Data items
··········
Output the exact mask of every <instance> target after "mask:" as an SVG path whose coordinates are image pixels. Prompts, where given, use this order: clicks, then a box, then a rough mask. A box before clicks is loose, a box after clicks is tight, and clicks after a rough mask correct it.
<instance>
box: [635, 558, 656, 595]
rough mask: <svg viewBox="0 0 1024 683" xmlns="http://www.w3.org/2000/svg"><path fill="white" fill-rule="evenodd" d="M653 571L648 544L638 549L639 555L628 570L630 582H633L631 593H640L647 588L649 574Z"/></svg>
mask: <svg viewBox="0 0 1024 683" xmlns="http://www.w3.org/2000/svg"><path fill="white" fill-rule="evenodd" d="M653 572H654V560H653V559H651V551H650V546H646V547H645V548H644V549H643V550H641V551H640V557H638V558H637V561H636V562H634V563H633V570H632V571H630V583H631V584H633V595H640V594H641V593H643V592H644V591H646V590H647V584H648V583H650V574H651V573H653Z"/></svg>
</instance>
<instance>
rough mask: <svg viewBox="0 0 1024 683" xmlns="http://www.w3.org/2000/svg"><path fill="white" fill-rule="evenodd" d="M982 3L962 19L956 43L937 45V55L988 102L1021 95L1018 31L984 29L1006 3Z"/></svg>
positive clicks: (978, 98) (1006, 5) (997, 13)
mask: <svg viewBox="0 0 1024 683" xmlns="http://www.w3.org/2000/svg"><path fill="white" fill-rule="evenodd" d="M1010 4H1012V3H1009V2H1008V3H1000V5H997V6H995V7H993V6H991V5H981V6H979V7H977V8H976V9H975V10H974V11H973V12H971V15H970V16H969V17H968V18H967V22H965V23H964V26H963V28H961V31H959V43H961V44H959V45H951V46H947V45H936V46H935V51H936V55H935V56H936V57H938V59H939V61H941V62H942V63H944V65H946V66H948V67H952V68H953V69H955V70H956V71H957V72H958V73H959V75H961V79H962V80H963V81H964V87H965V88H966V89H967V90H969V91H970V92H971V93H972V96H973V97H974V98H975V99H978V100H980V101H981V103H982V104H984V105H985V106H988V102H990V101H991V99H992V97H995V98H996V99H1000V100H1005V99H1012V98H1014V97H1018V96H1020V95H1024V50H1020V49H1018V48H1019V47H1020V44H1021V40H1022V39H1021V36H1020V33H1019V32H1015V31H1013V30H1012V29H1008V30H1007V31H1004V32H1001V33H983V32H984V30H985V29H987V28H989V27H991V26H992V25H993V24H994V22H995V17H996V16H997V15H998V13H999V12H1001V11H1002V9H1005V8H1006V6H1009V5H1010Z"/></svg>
··········
Each record shown above must be reproduced exactly.

Output the exact mask of every <instance> target after "mask:" as an SVG path whose coordinates are image pixels. Prompts, where given, use this order: clicks, then a box, then a rough mask. A box before clicks is loose, a box after clicks is tight, and clicks after a rough mask correct it.
<instance>
box: [635, 558, 656, 595]
rough mask: <svg viewBox="0 0 1024 683" xmlns="http://www.w3.org/2000/svg"><path fill="white" fill-rule="evenodd" d="M653 571L648 544L638 549L639 555L628 570L630 582H633L631 593H640L647 588L649 574Z"/></svg>
mask: <svg viewBox="0 0 1024 683" xmlns="http://www.w3.org/2000/svg"><path fill="white" fill-rule="evenodd" d="M653 572H654V560H653V559H651V551H650V546H646V547H645V548H644V549H643V550H641V551H640V557H638V558H637V561H636V562H634V563H633V570H632V571H630V583H631V584H633V595H640V594H641V593H643V592H644V591H646V590H647V584H648V583H650V574H651V573H653Z"/></svg>
</instance>
<instance>
rough mask: <svg viewBox="0 0 1024 683" xmlns="http://www.w3.org/2000/svg"><path fill="white" fill-rule="evenodd" d="M982 3L962 19L956 43L937 45V55L988 102L1021 95L1018 31L984 29L1006 3Z"/></svg>
positive clicks: (978, 98) (1006, 5) (997, 13)
mask: <svg viewBox="0 0 1024 683" xmlns="http://www.w3.org/2000/svg"><path fill="white" fill-rule="evenodd" d="M1010 4H1012V3H1009V2H1008V3H1000V5H997V6H995V7H993V6H991V5H981V6H979V7H977V8H976V9H975V10H974V11H973V12H971V15H970V16H969V17H968V18H967V22H965V23H964V26H963V28H961V31H959V43H961V44H959V45H951V46H947V45H936V46H935V51H936V55H935V56H936V57H938V59H939V61H941V62H942V63H944V65H946V66H948V67H952V68H953V69H955V70H956V71H957V72H958V73H959V75H961V79H962V80H963V81H964V87H965V88H966V89H967V90H969V91H970V92H971V93H972V96H973V97H974V98H975V99H978V100H980V101H981V103H982V104H984V105H985V106H988V102H990V101H991V99H992V97H995V98H996V99H1000V100H1005V99H1012V98H1014V97H1018V96H1020V95H1024V50H1020V49H1018V48H1019V47H1020V44H1021V40H1022V39H1021V36H1020V33H1019V32H1015V31H1013V30H1012V29H1008V30H1007V31H1004V32H1001V33H983V32H984V30H985V29H987V28H989V27H991V26H992V25H993V24H994V22H995V17H996V16H997V15H998V13H999V12H1001V11H1002V9H1005V8H1006V6H1009V5H1010Z"/></svg>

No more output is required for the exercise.